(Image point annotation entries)
╭──
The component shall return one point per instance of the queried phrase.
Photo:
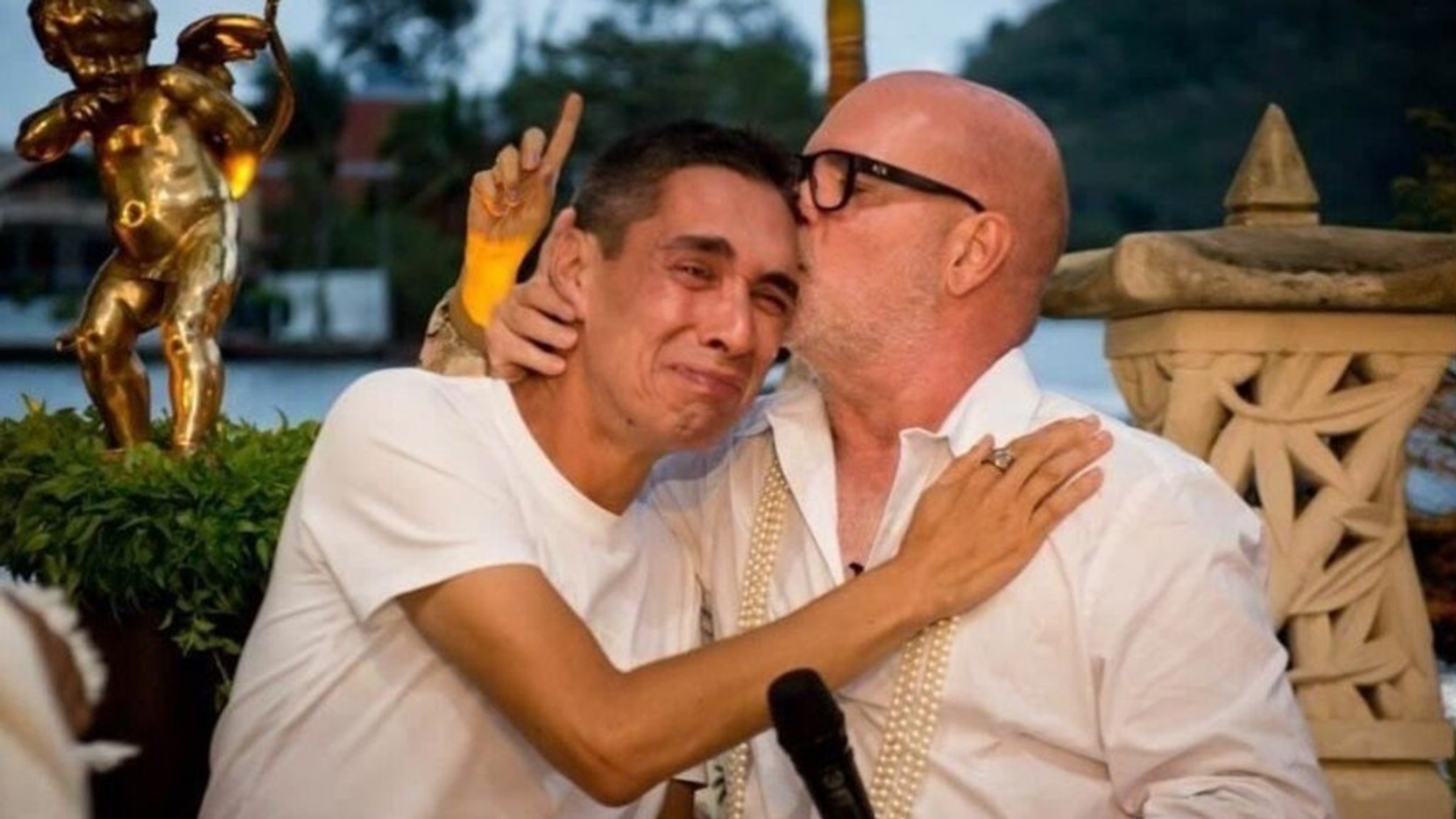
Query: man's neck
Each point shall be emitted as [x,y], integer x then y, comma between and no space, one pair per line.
[580,444]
╰──
-- Exercise --
Nothing but the pictures may be dropped; output the records above exactly.

-- Completed task --
The component shall return one point per instance of the queried phrase.
Photo:
Query: man's neck
Each point shall be emitted as [x,y], integer x then y, comma between and no space, one pair per line.
[580,444]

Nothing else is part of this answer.